▶ _Text_:
********************
# Busy Implementing A Loyalty System



## Stroodlepuff (11/2/14)

We have so many loyal customers that we have decided to implement a loyalty system using Reward points on orders placed through the site.

Each item you order will earn you reward points which are between 15 and 30% of the cost of the item IE If a product costs R100.00 you will earn 4 Reward points.

These points get accumulated and can then be used towards future purchases..1 Reward point = R1.00 so if you have accumulated 100 reward points and would like to purchase an item for R100 that item will then be free.

*EDIT: *This can also be used as a discount so say you have accumulated 500 points and the item you want is R1000.00 by using your points you will only pay R500.00

All products are busy getting reward points allocated to them and will have them in place by tomorrow

Reactions: Like 6 | Winner 2


----------



## Stroodlepuff (11/2/14)

All done

Reactions: Like 1


----------



## Rob Fisher (11/2/14)

Awesome idea! There is nothing a loyal customer enjoys more than recognition and discount! Really good move!

Reactions: Like 1


----------



## Rob Fisher (11/2/14)

I hope my order tonight wasn't entered too early!


----------



## Stroodlepuff (11/2/14)

It was slightly early rob but because you are such an awesome customer I will add the points manually to tonights order for you 

Sent from my GT-N7100 using Tapatalk


----------



## Rob Fisher (11/2/14)

Stroodlepuff said:


> It was slightly early rob but because you are such an awesome customer I will add the points manually to tonights order for you



You are the best Stroods!


----------



## Stroodlepuff (11/2/14)

thank you


----------



## Stroodlepuff (11/2/14)

@Rob Fisher done


----------



## Rob Fisher (11/2/14)

Stroodlepuff said:


> @Rob Fisher done



Emailed received and system fully operational!


----------



## Stroodlepuff (11/2/14)

Good to know


----------



## Rowan Francis (11/2/14)

is this only going to work via the web site or will walk in also qualify .. ??


----------



## Stroodlepuff (12/2/14)

we will figure something out for Walk in, will be hard to keep track of though - so register on the site so that even when you do just pop in we can allocate to your name


----------



## Rowan Francis (12/2/14)
********************
▶ _Instructions for the task_:
Pick up the forum thread on the shop's new loyalty system at the point where it ends, and write what comes next. The records have no connection to the forum thread about the loyalty system.
********************
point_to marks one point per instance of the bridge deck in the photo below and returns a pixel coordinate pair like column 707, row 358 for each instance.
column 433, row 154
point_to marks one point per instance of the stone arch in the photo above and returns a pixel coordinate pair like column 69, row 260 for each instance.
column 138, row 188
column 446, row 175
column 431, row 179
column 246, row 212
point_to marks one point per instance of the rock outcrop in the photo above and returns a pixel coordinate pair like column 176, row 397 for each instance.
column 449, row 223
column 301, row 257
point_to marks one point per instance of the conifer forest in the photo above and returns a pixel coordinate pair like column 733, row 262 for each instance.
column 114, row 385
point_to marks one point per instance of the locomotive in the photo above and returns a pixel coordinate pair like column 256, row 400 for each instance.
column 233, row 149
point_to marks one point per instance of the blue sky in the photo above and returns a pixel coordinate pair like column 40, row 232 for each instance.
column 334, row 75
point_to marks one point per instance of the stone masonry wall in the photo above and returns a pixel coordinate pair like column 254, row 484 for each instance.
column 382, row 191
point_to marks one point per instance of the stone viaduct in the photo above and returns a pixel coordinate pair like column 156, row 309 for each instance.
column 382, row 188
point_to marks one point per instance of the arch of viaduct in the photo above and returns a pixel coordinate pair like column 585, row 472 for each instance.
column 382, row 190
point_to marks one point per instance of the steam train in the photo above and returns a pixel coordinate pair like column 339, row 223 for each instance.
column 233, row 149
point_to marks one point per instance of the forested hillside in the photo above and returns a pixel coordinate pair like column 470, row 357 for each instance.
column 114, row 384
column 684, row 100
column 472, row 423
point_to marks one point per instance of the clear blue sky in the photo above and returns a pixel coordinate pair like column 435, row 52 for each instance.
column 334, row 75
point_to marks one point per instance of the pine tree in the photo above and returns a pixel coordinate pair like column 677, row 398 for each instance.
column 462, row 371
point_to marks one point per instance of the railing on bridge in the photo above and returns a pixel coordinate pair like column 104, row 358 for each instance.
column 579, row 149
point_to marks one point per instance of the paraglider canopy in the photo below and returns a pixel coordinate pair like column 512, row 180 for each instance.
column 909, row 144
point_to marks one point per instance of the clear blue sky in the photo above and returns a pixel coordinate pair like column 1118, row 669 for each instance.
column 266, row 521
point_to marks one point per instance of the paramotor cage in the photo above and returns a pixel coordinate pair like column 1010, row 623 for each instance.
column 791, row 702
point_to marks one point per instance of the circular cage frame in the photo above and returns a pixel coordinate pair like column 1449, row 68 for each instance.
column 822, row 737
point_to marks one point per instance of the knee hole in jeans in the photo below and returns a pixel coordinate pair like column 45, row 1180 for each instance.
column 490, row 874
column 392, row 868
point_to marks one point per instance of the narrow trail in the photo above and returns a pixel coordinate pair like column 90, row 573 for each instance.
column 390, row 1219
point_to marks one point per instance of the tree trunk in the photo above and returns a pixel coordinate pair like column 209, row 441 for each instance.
********************
▶ _The response_:
Stroodlepuff said:


> we will figure something out for Walk in, will be hard to keep track of though - so register on the site so that even when you do just pop in we can allocate to your name


i am sure i am registered ?? will go check ... yup i am ...


----------



## Stroodlepuff (12/2/14)

Ok will do all your invoices on your name in the future then so you can earn points

Sent from my GT-N7100 using Tapatalk

Reactions: Winner 1


----------



## Rob Fisher (12/2/14)

Stroodlepuff said:


> Ok will do all your invoices on your name in the future then so you can earn points



Stroods it's time to go to sleep... there is some orders to be packed in the morning!

Reactions: Thanks 1


----------



## Stroodlepuff (12/2/14)

Haha they will be packed  will be off to bed soon just finishing up some work and chatting to some suppliers 

Sent from my GT-N7100 using Tapatalk

Reactions: Like 2


----------



## Stroodlepuff (19/2/14)

Hi guys

Anyone who has placed orders through the site please let me know if you are getting your reward points, it shows on my back end I just want to make sure you are able to see them.

@Rob Fisher by my calculation you should have 133 reward points already - please make sure you do 

@Rowan Francis you should also have a couple

Other people who have placed through the site can you also check for me


----------



## Rob Fisher (19/2/14)

Stroodlepuff said:


> @Rob Fisher by my calculation you should have 133 reward points already - please make sure you do



The system tells me I have 94 Stroods! It looks like it's only recorded order number 501.


----------



## Stroodlepuff (19/2/14)

Rob Fisher said:


> The system tells me I have 94 Stroods! It looks like it's only recorded order number 501.



hmmmm ok let me look into it  thanks


----------



## Rowan Francis (19/2/14)

Stroodlepuff said:


> Hi guys
> 
> Anyone who has placed orders through the site please let me know if you are getting your reward points, it shows on my back end I just want to make sure you are able to see them.
> 
> ...




yup thanks i have a few ...


----------



## Smokyg (19/2/14)

Whoooo yay! Thats awesome guys!  I have a order coming in next week!


----------



## Rob Fisher (20/2/14)

Stroodlepuff said:


> hmmmm ok let me look into it  thanks



Still at 94 points Stroods.


----------



## Stroodlepuff (20/2/14)

Rob Fisher said:


> Still at 94 points Stroods.



I cant figure out why :/ will get giz to have a look tomorrow 

Sent from my GT-N7100 using Tapatalk


----------



## Rob Fisher (20/2/14)

Stroodlepuff said:


> I cant figure out why :/ will get giz to have a look tomorrow



Sweet!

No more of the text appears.